→ **TASK BRIEF**: How many lines in the rows below contain the word "rock"? Reply with the number alone.

→ **RECORDS FOR THIS EXERCISE**:
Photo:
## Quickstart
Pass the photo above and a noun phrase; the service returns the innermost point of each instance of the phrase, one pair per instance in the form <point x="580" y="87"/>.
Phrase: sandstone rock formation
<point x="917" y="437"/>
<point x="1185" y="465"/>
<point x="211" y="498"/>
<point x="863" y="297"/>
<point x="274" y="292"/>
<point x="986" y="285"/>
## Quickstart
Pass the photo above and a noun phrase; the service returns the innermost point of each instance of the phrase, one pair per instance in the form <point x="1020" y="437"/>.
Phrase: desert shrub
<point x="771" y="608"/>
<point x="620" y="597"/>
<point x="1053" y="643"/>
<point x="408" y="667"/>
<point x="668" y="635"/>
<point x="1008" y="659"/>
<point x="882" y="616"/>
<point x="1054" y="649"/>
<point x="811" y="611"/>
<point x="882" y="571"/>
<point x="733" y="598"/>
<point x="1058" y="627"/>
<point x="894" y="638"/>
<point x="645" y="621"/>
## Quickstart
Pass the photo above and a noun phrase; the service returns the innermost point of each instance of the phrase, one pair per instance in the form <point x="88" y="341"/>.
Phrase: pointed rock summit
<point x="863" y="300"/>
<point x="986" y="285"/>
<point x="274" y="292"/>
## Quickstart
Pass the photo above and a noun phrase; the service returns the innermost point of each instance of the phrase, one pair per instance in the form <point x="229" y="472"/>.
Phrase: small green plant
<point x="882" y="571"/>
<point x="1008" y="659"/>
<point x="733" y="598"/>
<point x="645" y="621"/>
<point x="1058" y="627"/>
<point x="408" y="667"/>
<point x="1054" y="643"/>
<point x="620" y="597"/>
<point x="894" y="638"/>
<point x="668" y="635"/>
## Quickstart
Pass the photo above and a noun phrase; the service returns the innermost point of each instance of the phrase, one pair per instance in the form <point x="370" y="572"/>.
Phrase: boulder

→ **REPLY TO THE TASK**: 2